The input:
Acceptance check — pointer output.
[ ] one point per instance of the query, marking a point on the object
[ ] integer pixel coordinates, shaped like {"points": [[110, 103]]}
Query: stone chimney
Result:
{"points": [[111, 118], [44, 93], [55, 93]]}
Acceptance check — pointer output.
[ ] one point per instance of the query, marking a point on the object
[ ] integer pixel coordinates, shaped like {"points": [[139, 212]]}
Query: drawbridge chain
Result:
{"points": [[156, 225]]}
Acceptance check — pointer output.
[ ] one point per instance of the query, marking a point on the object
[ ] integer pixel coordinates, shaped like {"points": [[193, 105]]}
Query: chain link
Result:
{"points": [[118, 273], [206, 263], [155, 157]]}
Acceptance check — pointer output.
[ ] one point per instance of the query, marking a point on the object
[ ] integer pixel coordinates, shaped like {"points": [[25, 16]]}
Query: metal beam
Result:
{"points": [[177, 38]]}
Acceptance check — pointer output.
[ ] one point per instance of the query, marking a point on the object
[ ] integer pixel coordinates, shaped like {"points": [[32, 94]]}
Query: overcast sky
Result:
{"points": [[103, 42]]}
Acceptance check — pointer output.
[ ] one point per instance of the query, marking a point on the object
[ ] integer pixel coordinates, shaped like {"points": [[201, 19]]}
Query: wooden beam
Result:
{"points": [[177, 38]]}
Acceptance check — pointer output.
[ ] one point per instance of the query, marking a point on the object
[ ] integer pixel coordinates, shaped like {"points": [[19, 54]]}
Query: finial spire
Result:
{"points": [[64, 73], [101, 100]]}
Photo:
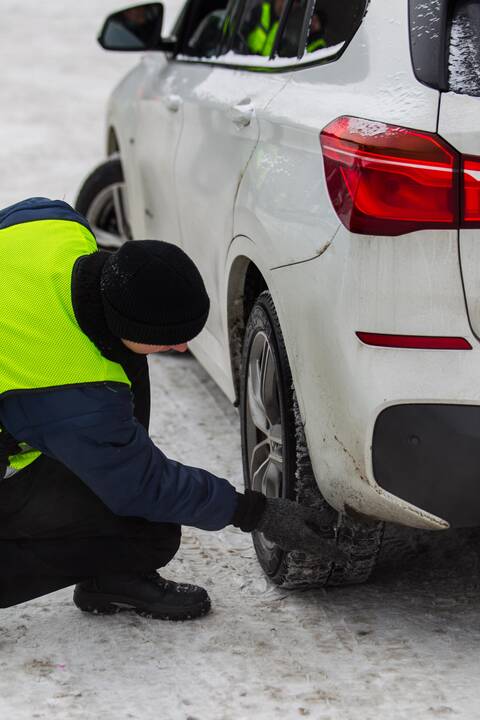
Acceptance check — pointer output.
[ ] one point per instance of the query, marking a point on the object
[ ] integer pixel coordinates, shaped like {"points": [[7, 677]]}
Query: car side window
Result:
{"points": [[291, 37], [204, 27], [333, 23], [258, 27]]}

Exercise:
Only an exact copy of the records, free of images, belongs in the answer.

Solved problem:
Acceptance check — pointer output.
[ ] one point per instance of the query, marking a point on the object
[ ] integer pixel coordinates, shaped like {"points": [[110, 103]]}
Query: stone chimney
Result:
{"points": [[111, 118], [44, 93], [55, 93]]}
Acceptance check — pointer output.
[ ] one point per instance of the query, marking a point on the object
[ ] integer pixel coordinates, shaped like {"points": [[139, 212]]}
Query: drawbridge chain
Result:
{"points": [[156, 225]]}
Acceptance check — pointer output.
[ ] one point per instance of the query, marking a point on the object
[ ] integer pixel coordinates, shaped like {"points": [[193, 105]]}
Query: chain link
Result:
{"points": [[118, 273], [206, 263], [155, 157]]}
Acceptance check — pointer output.
[ ] one point per instance of the query, marking a point on the object
[ ] integer pixel coordinates, shaped like {"points": [[25, 16]]}
Query: metal beam
Result:
{"points": [[177, 38]]}
Acceptance check — pointer output.
[ ] one point per instance of the query, marking a point on the object
[ ] integer pixel coordinates, shaped like {"points": [[32, 94]]}
Query: overcast sky
Result:
{"points": [[103, 42]]}
Acceptance check — pointer output.
[ ] one point per instance of the query, marking a point on the object
[ ] integer pixel coordinates, shaped like {"points": [[201, 19]]}
Query: wooden beam
Result:
{"points": [[177, 38]]}
Acceptance check — pointer output.
[ ] one point per instance of the query, marking a point on the object
[ ] integer pixel coordinates, shaped like {"points": [[19, 54]]}
Query: finial spire
Result:
{"points": [[64, 73], [101, 100]]}
Photo:
Acceptance check — pointer output.
[ ] one point per instance of the query, marking a point on the object
[ ] integer pixel coordinates, shaped like {"points": [[7, 677]]}
Query: car side window
Result:
{"points": [[291, 37], [204, 27], [333, 23], [258, 27]]}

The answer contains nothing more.